YOUR OBJECTIVE
Extract each line of the records below that contains the word "tubular", and copy those lines in their original order.

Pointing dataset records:
-------
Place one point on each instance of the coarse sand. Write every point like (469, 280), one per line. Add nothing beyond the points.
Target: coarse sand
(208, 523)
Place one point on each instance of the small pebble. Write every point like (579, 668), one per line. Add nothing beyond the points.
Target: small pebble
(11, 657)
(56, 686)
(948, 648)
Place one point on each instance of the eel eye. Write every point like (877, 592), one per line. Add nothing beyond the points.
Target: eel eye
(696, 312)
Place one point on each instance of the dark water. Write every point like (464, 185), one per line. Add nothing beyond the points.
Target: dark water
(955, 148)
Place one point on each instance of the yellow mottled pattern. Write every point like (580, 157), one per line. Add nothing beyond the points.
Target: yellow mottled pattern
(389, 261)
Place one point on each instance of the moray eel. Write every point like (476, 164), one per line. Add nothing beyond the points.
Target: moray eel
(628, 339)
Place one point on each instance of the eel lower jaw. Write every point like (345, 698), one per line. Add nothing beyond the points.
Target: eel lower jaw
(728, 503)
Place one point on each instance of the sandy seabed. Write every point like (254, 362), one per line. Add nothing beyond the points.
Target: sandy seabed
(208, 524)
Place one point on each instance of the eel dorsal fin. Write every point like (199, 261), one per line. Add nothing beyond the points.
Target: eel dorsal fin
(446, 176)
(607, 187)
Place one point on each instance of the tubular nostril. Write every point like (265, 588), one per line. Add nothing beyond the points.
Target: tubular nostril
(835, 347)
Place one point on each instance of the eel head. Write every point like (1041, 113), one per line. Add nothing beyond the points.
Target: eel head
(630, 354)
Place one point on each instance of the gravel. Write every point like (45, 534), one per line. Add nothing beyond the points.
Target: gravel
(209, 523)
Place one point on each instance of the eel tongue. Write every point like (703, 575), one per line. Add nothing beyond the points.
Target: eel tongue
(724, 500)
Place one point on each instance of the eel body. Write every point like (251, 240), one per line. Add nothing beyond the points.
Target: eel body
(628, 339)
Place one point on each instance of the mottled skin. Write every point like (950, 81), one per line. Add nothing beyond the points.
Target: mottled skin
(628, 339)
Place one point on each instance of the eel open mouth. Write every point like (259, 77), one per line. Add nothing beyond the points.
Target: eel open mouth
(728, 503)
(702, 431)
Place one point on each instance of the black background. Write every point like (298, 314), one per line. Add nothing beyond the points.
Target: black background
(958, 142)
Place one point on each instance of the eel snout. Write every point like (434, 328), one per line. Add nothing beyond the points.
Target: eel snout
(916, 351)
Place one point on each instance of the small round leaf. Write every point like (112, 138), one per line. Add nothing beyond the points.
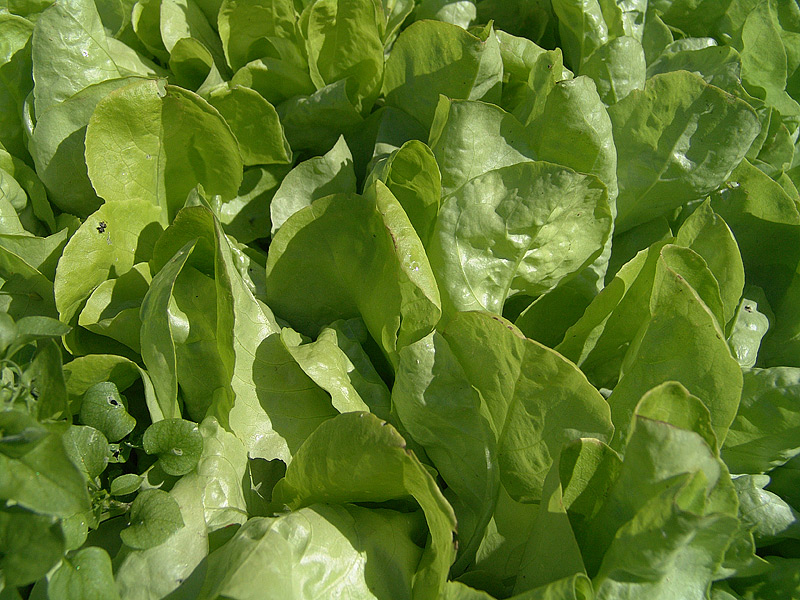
-------
ANSWER FOR THIS EXERCISE
Place one point on each instance of the tubular nostril. Write every point like (265, 588), one per line. Add nothing beyond the points.
Target: tubular nostril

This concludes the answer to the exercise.